- _THE TASK_: Return every entry below exactly as written, minus the pictures.
##### RECORDS SUPPLIED
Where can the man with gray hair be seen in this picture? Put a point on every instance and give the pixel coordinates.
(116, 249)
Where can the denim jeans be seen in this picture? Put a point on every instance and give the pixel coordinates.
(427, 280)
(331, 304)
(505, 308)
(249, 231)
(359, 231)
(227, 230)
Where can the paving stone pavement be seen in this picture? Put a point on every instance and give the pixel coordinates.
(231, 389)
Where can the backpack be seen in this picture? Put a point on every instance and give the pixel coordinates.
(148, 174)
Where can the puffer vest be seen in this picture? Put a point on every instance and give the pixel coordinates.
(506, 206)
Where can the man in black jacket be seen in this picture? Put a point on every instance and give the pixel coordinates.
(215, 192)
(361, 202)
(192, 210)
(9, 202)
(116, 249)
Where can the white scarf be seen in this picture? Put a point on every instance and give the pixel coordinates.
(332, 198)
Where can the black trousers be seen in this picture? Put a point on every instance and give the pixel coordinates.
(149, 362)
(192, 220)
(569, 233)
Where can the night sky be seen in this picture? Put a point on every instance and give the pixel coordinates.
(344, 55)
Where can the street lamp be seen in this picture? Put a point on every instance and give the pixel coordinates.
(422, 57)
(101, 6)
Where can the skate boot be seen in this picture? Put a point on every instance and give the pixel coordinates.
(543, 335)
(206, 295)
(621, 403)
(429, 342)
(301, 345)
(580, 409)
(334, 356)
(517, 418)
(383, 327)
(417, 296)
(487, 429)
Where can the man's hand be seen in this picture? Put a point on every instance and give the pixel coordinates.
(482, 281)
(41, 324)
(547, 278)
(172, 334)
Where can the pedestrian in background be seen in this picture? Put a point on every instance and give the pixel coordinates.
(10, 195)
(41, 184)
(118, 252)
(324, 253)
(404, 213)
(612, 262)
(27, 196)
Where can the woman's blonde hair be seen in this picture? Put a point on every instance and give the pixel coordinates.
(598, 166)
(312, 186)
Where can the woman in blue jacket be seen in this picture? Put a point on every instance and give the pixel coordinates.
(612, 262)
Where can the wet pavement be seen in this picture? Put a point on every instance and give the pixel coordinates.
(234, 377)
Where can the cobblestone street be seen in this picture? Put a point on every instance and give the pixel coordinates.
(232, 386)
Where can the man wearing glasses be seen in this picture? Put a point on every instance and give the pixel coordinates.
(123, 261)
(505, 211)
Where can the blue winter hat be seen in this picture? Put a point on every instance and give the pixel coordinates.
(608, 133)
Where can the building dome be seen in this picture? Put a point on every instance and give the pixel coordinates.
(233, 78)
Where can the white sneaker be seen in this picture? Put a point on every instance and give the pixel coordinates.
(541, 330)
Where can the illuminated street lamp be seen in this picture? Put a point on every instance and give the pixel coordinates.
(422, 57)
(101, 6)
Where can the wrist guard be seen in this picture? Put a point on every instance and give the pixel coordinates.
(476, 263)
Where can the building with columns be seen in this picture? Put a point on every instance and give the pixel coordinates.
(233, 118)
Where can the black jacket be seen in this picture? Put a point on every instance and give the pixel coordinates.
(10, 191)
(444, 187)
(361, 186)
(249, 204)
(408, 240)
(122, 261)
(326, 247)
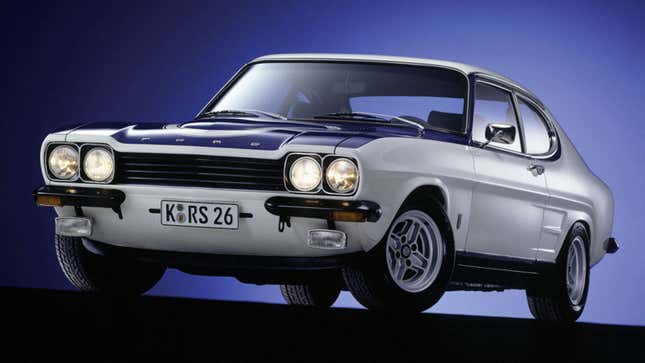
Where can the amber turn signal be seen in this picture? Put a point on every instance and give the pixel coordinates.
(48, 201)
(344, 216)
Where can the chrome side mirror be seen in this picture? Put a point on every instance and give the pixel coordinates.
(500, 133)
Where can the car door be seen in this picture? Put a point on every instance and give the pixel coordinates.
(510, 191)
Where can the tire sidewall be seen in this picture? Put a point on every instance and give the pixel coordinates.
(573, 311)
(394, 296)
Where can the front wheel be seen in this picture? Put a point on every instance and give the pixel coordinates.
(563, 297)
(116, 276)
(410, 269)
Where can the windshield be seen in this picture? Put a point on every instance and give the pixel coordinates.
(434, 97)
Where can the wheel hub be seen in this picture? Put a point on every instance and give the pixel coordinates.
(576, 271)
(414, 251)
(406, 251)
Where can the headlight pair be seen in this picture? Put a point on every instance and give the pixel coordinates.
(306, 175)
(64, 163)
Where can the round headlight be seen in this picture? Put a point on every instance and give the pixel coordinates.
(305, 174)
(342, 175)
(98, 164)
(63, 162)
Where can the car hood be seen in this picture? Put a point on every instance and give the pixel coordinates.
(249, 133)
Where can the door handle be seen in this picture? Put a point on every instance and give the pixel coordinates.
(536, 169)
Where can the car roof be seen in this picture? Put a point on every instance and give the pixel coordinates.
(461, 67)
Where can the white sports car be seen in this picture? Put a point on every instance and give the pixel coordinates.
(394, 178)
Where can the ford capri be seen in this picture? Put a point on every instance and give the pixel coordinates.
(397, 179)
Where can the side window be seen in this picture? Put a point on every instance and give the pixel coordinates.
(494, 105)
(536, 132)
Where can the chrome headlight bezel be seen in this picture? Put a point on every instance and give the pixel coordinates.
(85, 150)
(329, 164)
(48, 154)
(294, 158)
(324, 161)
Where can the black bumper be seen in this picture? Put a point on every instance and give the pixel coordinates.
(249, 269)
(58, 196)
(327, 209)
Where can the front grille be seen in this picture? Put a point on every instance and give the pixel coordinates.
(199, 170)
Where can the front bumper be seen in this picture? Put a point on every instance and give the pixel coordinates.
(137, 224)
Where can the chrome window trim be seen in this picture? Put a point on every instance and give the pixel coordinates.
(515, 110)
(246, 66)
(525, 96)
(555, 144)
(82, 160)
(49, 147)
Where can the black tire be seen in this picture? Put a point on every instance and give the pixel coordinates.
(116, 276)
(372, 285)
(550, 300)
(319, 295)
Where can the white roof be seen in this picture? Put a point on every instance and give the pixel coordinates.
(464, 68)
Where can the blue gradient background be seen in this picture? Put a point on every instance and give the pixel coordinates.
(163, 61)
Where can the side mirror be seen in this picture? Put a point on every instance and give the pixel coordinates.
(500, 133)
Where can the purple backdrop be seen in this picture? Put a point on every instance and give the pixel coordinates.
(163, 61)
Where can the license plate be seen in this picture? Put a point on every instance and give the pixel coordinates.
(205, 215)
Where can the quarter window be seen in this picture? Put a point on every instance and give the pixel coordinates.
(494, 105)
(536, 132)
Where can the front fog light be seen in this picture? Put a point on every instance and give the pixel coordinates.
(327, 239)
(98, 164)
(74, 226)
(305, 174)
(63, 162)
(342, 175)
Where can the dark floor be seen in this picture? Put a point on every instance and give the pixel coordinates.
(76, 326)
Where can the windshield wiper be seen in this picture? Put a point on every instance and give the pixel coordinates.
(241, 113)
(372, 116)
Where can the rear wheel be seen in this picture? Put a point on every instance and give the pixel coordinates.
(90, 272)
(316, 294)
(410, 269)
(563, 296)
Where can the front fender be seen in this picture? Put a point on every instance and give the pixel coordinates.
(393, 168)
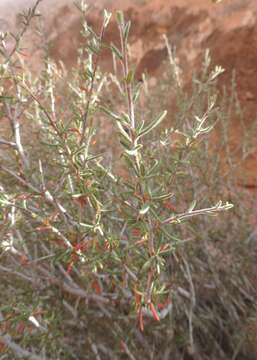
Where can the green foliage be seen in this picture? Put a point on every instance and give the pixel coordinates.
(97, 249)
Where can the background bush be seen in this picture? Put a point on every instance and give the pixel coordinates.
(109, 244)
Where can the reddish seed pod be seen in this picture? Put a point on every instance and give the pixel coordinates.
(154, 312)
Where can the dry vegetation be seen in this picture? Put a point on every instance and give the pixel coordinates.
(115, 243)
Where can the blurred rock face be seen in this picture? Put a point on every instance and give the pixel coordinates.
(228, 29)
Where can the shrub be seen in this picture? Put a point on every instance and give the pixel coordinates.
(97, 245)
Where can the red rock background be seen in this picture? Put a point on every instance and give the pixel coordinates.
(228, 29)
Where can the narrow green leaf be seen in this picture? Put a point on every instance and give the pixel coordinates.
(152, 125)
##########
- _SOLUTION TO THE EXERCISE_:
Where can the man with gray hair be seen in this picture? Put a point on every instance and give the pixel coordinates.
(116, 249)
Where can the denim jeans be seen in this picture? Put a point on every instance and give the pixel coordinates.
(427, 280)
(331, 304)
(505, 308)
(249, 231)
(359, 231)
(227, 230)
Where can the paving stone pavement be seen in this picture? Put a point on every instance and give the pixel coordinates.
(231, 389)
Where can the backpack be seen in this picture? Put a point on every instance and give the pixel coordinates.
(148, 174)
Where can the puffer vest be seen in this picture? Put a point on every instance and give the pixel coordinates.
(506, 206)
Where can the man in black jacket be seen in this picture? Put a point on every instance and give the pixel coordinates.
(215, 192)
(361, 202)
(192, 210)
(9, 202)
(116, 249)
Where can the white scarf be seen in this picture? Put a point on every instance and give the pixel coordinates.
(332, 198)
Where can the black trousers be seen in this picture? Put a point on every instance and give the pixel coordinates.
(149, 362)
(192, 220)
(569, 233)
Where can the night sky be seen in this picture? Put a point on every instance and give the pixel coordinates.
(344, 55)
Where can the street lamp be seen in this picture? Put a point on every instance and give the pixel coordinates.
(422, 57)
(101, 6)
Where can the skate boot be seen in this picture? Put a point on every instance and give the pixel coordinates.
(543, 335)
(206, 295)
(621, 403)
(429, 342)
(301, 345)
(580, 409)
(334, 356)
(517, 418)
(383, 327)
(417, 296)
(487, 429)
Where can the man's hand be seen in this picture? Put a point on every instance and give the pixel coordinates.
(482, 281)
(41, 324)
(547, 278)
(172, 334)
Where can the pedestrian in background be seen in this picture? Put a point on every instance and give the pixel coordinates.
(10, 195)
(41, 184)
(118, 252)
(324, 253)
(404, 213)
(612, 262)
(27, 196)
Where can the woman's blonde hair be seen in this picture? Put a point on every instance and give the pixel coordinates.
(598, 166)
(312, 186)
Where can the woman in blue jacket be seen in this picture? Put a point on every instance and give the pixel coordinates.
(612, 262)
Where can the wet pavement be seen in this picture? Put a point on every instance and give the pixel coordinates.
(234, 377)
Where can the cobblestone street be seen in this picture? Put a point on every instance and give the pixel coordinates.
(232, 386)
Where can the man wearing glasses be seen in this picture? Put a point on every instance and give the pixel coordinates.
(123, 261)
(505, 211)
Where can the blue winter hat be seen in this picture? Put a point on every instance and give the pixel coordinates.
(608, 133)
Where can the building dome be seen in this picture? Put a point on every instance and give the pixel coordinates.
(233, 78)
Where can the white sneaker be seen in this picture? Put a point on every instance and give the pixel coordinates.
(541, 330)
Where can the illuminated street lamp be seen in this picture? Put a point on every instance and give the pixel coordinates.
(422, 57)
(101, 6)
Where can the wrist guard be seen in this picture? Put a point on every instance and give the pixel coordinates.
(476, 263)
Where can the building with columns be seen in this picture? Put a point on every instance and give the pixel coordinates.
(233, 118)
Where can the black jacket be seen in this picture? Put a point on every instance and give the pixel coordinates.
(10, 191)
(444, 187)
(361, 186)
(249, 204)
(408, 240)
(122, 261)
(326, 247)
Where can the amber turn signal be seen in this picture? Put a point on every instance and give the pixel coordinates.
(48, 201)
(344, 216)
Where can the chrome side mirror be seen in this picture? Put a point on every instance and give the pixel coordinates.
(500, 133)
Where can the car door be seen in this picture? Put a point on every instance and give the pixel coordinates.
(510, 191)
Where can the tire sidewall be seen in this picture? Put a point on every instance and give the pixel coordinates.
(573, 311)
(394, 296)
Where can the front wheel be seen in this picture? Put a point on every instance and give the pixel coordinates.
(563, 297)
(116, 276)
(410, 269)
Where can the windshield be seen in this picture? Put a point on every instance and give the pixel coordinates.
(434, 97)
Where can the wheel hub be seen in this picture? Put a point on every instance and give the pixel coordinates.
(576, 271)
(414, 251)
(406, 251)
Where can the headlight pair be seen in this picture? Put a point on every instance and give the pixel coordinates.
(306, 175)
(64, 163)
Where can the round headlight be seen in this picture? Put a point on every instance and give the pixel coordinates.
(305, 174)
(342, 175)
(98, 164)
(63, 162)
Where can the car hood be seen in this picture? Put a point on every instance and give the pixel coordinates.
(249, 133)
Where can the door handle be seen in this picture? Put a point on every instance and give the pixel coordinates.
(536, 169)
Where can the car roof be seen in this picture? Put a point on every instance and give the pixel coordinates.
(461, 67)
Where can the white sports car be seen in this picture? Put a point on every instance and give the pixel coordinates.
(394, 178)
Where can the ford capri be seen in this picture? Put a point on every instance and give the pixel coordinates.
(397, 179)
Where can the side window be seen in this picture? Put a point on every instance and give the pixel coordinates.
(494, 105)
(536, 132)
Where can the chrome headlight bezel be seen in this picture? Put a point on every instance and give the pixel coordinates.
(85, 150)
(329, 164)
(48, 154)
(294, 158)
(324, 161)
Where can the black bumper be seen in this picture? Put a point on every instance and give the pixel coordinates.
(249, 269)
(58, 196)
(327, 209)
Where can the front grille be seen in this picture? Put a point on every instance and give the pixel coordinates.
(199, 170)
Where can the front bumper be seen in this picture? Put a point on every instance and give the pixel coordinates.
(137, 224)
Where can the chrome window trim be seen in this picture? Put a point on every instance and give the pixel coordinates.
(515, 110)
(246, 66)
(525, 96)
(555, 144)
(82, 160)
(49, 147)
Where can the black tire be seen in this picture? Put a point on every instance and give the pixel coordinates.
(116, 276)
(372, 285)
(550, 300)
(319, 295)
Where can the white roof be seen in this picture? Put a point on every instance and give the pixel coordinates.
(464, 68)
Where can the blue gradient background be seen in this picture? Put a point on every instance and give the pixel coordinates.
(163, 61)
Where can the side mirror be seen in this picture? Put a point on every instance and give the pixel coordinates.
(500, 133)
Where can the purple backdrop be seen in this picture? Put a point on every instance and give the pixel coordinates.
(163, 61)
Where can the license plate be seen in this picture? Put a point on every instance and give the pixel coordinates.
(205, 215)
Where can the quarter window be seen in this picture? Put a point on every instance and give the pixel coordinates.
(494, 105)
(536, 132)
Where can the front fog light be seen in this picture? Put a point on every instance and give the pixel coordinates.
(327, 239)
(98, 164)
(74, 226)
(305, 174)
(63, 162)
(342, 175)
Where can the dark floor be seen in this picture? Put a point on every instance and give the pixel coordinates.
(76, 326)
Where can the windshield wiper be seen in this picture? Put a point on every instance and give the pixel coordinates.
(241, 113)
(372, 116)
Where can the rear wheel be seen in this picture? Put a point on every instance and give the pixel coordinates.
(90, 272)
(316, 294)
(410, 269)
(563, 296)
Where can the front fender be seen in this picture? Put a point on every instance and give the pixel coordinates.
(393, 168)
Where can the green foliage be seen in this picture? Put a point on every instance and give the pixel coordinates.
(97, 249)
Where can the background bush be seen in this picture? Put a point on every instance and give the pixel coordinates.
(109, 244)
Where can the reddish seed pod be seen in this picture? Put a point on every instance and give the pixel coordinates.
(154, 312)
Where can the dry vegetation be seen in this picture? Put a point on every instance and give the pixel coordinates.
(115, 243)
Where can the blurred rock face be seen in this picture? Put a point on every instance and give the pixel coordinates.
(228, 29)
Where can the shrub be seen in this picture? Put a point on every instance and give the pixel coordinates.
(97, 245)
Where can the red rock background be seen in this picture? Put a point on every instance and give the pixel coordinates.
(228, 29)
Where can the narrow green leaf be seen in this picture? Put a point on every instance and give the pixel coordinates.
(152, 125)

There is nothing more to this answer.